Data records

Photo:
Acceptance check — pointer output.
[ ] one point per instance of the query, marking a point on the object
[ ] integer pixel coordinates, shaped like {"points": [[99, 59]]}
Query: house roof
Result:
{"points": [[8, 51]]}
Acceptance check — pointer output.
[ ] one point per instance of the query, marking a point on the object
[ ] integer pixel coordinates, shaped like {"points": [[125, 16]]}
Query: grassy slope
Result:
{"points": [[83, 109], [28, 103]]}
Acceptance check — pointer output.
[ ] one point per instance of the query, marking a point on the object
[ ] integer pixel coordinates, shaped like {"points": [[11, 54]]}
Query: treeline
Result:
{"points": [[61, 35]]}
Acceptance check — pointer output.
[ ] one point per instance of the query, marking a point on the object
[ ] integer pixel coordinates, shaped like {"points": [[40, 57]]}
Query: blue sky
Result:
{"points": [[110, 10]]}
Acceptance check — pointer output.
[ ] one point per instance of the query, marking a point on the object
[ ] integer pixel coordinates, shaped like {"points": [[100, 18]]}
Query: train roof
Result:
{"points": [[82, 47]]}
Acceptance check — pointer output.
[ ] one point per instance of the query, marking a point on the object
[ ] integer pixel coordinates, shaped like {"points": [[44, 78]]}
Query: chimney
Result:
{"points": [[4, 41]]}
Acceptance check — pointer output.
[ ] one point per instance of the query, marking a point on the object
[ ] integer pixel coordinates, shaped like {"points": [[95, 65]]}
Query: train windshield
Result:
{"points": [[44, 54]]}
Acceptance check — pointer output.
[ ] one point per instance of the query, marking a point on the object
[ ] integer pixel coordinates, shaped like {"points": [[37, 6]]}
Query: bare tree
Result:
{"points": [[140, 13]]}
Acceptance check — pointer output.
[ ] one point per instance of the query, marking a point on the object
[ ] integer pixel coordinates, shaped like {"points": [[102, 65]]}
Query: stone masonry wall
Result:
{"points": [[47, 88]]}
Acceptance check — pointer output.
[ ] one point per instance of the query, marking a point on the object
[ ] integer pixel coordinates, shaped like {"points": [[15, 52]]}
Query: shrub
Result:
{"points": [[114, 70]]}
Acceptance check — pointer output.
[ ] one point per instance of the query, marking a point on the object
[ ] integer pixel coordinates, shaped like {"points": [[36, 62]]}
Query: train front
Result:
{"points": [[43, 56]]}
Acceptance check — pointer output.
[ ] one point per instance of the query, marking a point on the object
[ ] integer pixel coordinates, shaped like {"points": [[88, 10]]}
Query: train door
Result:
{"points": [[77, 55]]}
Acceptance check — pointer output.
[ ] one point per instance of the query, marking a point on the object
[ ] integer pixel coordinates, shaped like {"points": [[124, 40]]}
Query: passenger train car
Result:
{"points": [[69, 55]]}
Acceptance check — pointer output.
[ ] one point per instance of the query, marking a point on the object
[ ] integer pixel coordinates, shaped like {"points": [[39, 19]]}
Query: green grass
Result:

* * *

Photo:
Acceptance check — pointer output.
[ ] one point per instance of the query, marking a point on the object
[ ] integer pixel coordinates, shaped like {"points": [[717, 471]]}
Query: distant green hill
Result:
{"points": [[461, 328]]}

==

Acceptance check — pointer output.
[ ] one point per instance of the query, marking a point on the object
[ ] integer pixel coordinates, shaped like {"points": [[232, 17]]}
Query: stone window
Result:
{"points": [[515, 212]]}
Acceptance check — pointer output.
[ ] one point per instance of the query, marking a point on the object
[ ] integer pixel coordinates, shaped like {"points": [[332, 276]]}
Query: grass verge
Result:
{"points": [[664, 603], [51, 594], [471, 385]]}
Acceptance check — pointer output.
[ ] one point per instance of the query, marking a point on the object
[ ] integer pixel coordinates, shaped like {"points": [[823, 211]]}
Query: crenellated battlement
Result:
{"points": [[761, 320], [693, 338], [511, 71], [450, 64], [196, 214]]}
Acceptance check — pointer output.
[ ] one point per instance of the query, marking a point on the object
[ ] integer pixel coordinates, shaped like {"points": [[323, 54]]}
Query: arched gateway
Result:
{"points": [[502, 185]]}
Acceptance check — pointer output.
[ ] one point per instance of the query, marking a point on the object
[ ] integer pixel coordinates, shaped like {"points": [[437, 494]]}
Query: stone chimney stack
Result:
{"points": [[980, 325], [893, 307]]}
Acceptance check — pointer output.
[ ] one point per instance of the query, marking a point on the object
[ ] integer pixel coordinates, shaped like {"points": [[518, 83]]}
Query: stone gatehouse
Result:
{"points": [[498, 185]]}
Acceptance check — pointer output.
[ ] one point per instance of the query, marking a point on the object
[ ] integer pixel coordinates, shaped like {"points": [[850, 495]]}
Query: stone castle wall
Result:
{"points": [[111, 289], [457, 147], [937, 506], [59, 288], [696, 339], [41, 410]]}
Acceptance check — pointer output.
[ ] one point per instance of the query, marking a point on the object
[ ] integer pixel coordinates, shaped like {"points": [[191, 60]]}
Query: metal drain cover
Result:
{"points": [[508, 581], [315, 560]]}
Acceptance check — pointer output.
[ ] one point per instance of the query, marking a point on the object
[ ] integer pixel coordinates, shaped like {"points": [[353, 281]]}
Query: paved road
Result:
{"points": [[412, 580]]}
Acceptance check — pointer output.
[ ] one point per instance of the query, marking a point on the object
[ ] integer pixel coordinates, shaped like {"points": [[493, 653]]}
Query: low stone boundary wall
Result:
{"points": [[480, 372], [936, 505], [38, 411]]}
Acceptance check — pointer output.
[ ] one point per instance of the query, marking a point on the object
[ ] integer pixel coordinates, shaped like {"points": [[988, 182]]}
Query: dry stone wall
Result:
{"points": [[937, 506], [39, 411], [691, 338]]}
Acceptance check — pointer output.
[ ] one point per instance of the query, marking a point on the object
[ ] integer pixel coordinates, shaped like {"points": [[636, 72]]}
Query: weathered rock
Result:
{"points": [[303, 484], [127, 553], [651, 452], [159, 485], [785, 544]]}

## GOAL OF THE EXERCISE
Pull out each line of the items above that contains the string "green". Case counts.

## RESULT OF THE TASK
Query: green grass
Query: distant green hill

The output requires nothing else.